PROBLEM DESCRIPTION: Gather every line of the items below that contains the string "jacket", and list each one. Matching is case-sensitive.
============
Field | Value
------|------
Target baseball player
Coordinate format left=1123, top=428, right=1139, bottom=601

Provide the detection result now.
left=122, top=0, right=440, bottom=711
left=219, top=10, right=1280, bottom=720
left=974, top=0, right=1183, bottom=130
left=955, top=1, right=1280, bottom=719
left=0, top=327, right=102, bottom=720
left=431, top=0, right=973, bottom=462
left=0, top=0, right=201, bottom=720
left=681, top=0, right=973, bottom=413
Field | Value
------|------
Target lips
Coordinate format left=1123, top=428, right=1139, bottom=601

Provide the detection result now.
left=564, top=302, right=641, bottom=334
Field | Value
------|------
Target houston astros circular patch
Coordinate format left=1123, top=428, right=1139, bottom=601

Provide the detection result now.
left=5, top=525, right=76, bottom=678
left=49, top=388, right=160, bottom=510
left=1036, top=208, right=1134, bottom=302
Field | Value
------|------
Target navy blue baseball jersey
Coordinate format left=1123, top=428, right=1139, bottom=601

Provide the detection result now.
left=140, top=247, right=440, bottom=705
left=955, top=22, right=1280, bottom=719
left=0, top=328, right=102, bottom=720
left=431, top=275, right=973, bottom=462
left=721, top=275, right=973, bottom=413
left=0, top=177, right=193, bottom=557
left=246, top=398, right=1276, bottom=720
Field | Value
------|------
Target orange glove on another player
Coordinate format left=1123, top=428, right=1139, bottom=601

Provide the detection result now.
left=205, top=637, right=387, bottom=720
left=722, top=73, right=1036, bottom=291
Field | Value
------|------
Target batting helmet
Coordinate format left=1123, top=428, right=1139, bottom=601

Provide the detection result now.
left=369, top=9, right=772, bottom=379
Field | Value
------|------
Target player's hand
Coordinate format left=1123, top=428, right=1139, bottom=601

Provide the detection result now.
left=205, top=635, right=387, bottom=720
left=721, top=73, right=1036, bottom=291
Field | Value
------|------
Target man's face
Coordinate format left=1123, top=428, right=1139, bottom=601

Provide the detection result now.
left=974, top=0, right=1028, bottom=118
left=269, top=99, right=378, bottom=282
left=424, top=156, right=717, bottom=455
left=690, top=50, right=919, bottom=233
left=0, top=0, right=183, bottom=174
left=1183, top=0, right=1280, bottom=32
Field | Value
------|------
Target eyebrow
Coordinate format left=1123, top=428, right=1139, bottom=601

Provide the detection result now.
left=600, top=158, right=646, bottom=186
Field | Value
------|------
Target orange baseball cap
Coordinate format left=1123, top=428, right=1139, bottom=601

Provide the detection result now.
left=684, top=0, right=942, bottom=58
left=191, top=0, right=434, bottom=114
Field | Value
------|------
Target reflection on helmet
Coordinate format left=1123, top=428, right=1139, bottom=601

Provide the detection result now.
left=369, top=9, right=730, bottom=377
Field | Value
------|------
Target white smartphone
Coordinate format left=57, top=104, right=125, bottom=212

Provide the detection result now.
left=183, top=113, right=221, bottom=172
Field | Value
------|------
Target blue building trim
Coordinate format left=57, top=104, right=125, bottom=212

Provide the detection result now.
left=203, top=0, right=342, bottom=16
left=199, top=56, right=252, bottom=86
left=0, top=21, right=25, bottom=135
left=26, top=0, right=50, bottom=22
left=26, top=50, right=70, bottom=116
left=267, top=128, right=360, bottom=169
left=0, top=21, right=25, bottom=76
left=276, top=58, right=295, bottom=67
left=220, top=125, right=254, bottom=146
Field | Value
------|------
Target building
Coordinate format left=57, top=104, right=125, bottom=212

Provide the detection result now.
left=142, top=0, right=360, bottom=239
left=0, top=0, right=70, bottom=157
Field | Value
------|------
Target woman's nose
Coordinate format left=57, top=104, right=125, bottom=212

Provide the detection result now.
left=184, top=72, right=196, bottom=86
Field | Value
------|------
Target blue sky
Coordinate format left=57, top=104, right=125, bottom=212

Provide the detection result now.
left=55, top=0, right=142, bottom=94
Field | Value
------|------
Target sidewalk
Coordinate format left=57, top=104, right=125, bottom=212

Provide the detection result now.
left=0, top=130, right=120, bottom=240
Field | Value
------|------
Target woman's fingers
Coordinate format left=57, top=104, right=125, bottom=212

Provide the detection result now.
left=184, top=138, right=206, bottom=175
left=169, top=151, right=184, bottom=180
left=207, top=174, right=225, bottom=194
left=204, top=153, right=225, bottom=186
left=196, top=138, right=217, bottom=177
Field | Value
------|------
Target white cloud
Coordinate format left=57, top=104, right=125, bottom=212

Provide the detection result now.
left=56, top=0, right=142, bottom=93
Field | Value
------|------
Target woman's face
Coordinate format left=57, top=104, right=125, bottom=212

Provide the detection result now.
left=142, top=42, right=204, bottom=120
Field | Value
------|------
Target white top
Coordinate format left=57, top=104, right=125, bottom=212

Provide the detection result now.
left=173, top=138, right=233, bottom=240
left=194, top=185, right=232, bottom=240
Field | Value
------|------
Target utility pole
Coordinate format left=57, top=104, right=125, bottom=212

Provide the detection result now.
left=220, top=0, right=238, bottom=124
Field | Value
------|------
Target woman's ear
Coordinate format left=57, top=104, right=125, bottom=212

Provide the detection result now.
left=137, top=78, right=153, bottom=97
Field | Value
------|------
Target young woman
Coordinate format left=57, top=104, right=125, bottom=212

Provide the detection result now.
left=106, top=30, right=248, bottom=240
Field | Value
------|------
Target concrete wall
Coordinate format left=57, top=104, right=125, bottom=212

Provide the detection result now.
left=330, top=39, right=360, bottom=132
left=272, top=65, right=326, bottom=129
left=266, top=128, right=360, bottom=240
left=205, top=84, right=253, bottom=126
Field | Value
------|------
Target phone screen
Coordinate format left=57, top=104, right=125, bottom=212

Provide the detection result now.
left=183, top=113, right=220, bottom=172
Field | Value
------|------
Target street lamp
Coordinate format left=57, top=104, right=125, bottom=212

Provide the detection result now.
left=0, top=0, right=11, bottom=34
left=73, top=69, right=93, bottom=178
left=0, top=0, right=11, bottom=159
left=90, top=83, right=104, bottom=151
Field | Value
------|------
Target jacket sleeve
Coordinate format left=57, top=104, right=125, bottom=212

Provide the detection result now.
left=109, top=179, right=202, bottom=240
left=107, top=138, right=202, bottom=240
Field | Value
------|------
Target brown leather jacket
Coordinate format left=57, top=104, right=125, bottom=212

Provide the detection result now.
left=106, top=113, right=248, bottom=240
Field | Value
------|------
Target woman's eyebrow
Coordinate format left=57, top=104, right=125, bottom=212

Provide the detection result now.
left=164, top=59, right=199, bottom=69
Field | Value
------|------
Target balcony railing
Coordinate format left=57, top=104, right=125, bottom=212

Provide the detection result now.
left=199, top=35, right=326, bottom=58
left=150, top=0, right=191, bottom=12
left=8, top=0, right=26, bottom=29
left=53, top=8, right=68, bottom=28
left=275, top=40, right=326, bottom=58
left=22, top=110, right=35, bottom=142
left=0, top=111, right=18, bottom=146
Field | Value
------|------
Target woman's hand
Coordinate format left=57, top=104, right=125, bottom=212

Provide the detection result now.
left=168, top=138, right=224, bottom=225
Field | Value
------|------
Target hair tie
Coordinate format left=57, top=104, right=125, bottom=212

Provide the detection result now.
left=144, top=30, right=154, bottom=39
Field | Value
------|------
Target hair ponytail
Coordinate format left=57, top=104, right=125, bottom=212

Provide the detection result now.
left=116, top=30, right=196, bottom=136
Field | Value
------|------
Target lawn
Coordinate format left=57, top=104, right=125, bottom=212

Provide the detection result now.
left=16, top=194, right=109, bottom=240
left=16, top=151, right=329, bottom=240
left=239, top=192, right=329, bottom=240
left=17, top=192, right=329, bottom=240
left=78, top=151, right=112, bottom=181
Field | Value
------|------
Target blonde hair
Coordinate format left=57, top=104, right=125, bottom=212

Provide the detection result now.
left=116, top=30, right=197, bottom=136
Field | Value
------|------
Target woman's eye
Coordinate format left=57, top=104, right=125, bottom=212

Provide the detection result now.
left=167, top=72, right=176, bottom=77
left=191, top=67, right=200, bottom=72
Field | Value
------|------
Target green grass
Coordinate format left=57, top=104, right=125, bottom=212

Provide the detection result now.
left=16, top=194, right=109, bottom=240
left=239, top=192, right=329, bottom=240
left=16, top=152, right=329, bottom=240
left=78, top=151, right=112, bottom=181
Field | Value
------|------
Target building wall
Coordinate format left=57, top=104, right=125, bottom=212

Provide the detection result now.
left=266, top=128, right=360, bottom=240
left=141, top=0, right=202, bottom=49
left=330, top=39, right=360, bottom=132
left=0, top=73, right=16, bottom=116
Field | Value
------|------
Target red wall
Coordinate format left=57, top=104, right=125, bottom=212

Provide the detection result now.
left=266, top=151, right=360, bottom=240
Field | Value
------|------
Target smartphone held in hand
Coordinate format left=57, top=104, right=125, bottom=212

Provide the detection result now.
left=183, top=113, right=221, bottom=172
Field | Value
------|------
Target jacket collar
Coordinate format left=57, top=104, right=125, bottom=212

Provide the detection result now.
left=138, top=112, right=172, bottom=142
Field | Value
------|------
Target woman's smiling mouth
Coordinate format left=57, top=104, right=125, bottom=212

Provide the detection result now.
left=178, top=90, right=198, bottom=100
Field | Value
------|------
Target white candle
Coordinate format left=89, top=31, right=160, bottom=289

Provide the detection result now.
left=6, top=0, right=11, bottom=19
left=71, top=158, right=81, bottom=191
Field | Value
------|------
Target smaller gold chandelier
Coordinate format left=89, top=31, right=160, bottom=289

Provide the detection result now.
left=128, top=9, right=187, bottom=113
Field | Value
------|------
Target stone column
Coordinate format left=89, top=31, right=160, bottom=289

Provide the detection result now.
============
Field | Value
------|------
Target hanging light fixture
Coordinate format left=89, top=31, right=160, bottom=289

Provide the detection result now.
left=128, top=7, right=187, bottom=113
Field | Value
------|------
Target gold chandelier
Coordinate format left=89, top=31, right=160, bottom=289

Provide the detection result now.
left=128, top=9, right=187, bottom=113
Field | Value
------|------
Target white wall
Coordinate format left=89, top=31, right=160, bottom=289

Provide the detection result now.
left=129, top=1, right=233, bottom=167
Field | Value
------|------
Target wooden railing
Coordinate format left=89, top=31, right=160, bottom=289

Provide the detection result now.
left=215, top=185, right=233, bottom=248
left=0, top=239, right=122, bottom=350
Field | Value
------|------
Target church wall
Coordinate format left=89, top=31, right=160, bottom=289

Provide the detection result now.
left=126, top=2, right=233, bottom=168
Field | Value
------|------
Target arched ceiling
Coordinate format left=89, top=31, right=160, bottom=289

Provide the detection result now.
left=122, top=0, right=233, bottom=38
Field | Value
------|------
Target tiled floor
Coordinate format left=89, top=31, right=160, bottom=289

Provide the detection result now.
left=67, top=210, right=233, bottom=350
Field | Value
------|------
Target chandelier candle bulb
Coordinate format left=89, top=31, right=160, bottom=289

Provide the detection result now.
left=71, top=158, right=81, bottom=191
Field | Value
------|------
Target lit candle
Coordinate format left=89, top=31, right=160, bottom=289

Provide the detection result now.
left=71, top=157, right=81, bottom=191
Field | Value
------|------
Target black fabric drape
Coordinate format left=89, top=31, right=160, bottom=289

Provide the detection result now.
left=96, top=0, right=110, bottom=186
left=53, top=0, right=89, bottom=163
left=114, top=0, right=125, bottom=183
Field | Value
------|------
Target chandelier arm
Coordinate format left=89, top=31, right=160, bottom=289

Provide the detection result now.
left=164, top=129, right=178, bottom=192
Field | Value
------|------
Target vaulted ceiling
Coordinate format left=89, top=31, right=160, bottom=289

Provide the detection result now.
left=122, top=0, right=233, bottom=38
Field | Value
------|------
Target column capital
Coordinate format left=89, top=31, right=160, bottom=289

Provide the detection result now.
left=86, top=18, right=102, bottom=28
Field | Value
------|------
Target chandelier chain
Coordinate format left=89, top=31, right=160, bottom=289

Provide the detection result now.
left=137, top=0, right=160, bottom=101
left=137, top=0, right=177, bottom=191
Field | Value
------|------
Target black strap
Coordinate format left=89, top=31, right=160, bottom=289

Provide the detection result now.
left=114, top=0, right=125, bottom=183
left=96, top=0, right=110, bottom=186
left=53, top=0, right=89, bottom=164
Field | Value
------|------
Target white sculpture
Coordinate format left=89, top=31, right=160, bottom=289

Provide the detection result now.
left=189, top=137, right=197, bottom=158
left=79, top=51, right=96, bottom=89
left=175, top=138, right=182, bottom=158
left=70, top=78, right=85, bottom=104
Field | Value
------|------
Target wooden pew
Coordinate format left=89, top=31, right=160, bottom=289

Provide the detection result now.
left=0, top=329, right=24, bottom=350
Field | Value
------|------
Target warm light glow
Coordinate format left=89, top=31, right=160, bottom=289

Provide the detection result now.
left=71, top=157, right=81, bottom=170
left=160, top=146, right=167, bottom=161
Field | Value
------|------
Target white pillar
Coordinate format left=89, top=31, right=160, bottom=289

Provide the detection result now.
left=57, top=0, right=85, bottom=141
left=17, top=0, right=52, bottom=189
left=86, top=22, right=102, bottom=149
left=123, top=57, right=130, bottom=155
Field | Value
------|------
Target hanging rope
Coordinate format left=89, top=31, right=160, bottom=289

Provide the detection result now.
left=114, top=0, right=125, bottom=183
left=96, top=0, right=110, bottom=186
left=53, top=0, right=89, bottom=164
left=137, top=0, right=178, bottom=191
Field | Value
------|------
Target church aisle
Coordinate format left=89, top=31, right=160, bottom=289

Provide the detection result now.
============
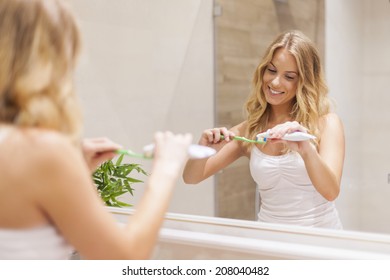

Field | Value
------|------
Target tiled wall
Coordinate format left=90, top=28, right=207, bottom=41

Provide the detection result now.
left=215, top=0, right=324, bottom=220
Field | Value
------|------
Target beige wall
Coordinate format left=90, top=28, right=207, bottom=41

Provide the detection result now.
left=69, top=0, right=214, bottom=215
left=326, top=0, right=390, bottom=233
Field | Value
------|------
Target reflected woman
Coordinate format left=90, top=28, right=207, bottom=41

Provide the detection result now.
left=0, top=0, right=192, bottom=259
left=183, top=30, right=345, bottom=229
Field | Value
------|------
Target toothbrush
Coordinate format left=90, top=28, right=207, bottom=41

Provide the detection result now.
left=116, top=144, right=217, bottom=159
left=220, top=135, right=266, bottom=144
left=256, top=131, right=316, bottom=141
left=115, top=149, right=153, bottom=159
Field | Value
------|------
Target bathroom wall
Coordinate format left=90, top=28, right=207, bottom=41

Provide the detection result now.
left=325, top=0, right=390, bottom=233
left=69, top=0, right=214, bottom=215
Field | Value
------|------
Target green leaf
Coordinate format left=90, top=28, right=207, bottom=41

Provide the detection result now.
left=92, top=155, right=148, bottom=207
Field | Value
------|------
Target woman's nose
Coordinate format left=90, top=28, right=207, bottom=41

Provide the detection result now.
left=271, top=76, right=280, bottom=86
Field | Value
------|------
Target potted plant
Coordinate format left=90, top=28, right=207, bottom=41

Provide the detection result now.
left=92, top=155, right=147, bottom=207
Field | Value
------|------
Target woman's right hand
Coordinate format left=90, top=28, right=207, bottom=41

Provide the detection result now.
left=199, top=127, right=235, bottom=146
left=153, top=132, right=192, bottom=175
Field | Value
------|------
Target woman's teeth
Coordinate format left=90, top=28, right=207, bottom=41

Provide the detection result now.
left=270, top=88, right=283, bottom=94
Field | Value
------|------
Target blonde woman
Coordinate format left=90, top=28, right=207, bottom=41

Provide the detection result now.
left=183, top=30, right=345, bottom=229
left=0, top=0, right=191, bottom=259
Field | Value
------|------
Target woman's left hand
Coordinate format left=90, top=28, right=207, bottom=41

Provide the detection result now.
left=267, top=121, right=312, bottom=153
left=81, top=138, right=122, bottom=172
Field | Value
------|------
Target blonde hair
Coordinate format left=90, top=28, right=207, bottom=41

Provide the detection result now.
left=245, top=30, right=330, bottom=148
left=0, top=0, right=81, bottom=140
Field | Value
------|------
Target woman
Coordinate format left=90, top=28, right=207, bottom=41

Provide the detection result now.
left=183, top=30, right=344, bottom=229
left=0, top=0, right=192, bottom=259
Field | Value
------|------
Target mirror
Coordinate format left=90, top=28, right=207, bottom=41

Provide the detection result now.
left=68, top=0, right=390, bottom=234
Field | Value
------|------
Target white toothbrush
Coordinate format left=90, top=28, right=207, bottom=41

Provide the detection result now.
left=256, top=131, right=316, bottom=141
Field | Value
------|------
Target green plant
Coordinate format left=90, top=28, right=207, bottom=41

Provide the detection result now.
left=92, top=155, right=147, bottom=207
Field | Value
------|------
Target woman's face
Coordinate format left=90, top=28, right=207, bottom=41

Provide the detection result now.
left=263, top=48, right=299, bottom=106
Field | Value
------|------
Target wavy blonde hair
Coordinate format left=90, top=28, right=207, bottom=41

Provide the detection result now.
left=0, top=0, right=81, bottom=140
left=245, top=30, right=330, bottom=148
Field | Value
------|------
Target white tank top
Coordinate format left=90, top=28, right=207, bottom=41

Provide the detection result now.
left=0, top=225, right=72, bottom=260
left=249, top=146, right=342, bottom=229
============
FINAL RESULT:
Target jacket sleeve
Target brown leather jacket
Target jacket collar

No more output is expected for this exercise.